• Try it: Among the lines of the data, copy those that hold "floor".

• Listed entries:
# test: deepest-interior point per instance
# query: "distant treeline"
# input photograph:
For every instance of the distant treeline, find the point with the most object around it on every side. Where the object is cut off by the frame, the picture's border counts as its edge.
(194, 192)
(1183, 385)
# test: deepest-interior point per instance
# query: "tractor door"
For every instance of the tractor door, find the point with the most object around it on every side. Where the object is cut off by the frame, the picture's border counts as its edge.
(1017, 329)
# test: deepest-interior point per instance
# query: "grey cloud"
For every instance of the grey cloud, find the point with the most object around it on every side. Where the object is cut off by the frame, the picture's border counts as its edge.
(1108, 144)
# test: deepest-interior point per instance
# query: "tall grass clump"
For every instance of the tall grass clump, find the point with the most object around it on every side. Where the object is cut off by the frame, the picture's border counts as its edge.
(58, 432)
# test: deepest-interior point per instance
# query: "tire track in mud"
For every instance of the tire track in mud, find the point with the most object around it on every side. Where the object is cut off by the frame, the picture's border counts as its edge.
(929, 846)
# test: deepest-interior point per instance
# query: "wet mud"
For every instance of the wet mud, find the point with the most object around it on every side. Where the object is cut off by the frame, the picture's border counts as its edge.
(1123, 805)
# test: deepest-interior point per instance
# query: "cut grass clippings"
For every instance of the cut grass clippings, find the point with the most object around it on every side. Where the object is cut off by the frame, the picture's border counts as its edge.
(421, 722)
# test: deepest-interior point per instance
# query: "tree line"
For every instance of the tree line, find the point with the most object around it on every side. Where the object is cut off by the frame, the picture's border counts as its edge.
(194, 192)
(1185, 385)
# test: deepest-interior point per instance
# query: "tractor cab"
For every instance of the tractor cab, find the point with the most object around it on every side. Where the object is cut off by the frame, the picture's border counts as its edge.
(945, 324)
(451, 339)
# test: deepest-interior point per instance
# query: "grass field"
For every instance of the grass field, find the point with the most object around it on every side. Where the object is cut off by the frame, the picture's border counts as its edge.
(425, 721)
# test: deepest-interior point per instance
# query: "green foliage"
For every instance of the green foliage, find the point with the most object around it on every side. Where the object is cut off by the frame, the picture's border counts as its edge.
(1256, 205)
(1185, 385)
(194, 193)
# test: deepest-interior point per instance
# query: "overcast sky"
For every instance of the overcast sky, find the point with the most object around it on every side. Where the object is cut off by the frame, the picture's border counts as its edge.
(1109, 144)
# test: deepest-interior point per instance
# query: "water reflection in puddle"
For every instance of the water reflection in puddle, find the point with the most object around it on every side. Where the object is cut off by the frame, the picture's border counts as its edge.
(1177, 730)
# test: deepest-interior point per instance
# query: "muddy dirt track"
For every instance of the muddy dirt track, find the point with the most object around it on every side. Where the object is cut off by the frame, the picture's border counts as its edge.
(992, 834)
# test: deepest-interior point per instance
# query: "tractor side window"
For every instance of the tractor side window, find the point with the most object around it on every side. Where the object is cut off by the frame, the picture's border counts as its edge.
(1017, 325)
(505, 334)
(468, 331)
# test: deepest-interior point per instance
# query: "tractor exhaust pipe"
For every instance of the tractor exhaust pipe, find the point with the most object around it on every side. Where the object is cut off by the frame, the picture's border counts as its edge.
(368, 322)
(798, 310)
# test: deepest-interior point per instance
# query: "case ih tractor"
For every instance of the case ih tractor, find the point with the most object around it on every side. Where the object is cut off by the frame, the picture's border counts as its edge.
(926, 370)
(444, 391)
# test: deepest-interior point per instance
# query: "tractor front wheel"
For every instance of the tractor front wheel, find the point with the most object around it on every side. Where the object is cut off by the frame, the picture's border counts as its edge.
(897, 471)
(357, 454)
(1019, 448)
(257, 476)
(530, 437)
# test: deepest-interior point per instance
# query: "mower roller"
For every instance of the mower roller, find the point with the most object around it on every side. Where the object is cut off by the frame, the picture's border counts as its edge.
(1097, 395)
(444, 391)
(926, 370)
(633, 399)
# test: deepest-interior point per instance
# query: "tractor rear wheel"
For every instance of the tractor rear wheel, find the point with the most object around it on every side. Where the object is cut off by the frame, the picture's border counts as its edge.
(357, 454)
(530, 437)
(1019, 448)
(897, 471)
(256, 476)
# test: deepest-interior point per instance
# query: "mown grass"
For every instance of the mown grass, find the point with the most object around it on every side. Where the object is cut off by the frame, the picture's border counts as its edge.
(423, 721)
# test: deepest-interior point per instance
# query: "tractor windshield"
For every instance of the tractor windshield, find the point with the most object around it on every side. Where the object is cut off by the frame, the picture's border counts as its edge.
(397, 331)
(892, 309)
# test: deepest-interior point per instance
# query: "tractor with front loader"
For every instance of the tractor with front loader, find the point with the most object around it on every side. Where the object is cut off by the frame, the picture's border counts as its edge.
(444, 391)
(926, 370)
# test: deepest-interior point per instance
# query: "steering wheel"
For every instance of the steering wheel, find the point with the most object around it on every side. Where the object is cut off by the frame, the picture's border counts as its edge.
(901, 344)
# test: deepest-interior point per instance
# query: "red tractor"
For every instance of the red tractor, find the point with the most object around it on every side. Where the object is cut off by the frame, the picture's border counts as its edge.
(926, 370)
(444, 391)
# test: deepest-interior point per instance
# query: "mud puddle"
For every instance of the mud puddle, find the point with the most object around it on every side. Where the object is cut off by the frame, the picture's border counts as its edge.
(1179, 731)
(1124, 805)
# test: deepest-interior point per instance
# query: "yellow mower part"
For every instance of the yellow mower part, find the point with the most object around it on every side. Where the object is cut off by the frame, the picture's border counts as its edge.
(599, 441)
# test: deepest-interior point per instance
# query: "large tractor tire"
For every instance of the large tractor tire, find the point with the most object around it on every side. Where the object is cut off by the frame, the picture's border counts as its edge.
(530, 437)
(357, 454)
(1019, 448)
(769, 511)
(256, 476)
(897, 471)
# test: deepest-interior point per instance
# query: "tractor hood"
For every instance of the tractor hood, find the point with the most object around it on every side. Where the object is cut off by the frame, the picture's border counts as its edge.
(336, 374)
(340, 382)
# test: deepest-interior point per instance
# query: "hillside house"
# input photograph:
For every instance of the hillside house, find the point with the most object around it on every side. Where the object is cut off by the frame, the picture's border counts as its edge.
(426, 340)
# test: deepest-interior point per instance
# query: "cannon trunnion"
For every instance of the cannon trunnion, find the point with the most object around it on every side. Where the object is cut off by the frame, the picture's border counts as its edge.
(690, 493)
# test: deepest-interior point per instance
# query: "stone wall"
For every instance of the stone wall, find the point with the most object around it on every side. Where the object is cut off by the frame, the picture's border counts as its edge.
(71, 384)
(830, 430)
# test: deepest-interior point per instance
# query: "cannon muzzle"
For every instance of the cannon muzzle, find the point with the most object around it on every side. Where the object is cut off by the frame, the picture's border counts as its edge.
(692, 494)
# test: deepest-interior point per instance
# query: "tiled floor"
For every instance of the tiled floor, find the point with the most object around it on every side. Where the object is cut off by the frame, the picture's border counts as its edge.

• Response:
# query: "tiled floor"
For every instance of the tiled floor, find the point with the most object around it on every side. Where the object is cut off by the frame, the picture's border counts as its edge.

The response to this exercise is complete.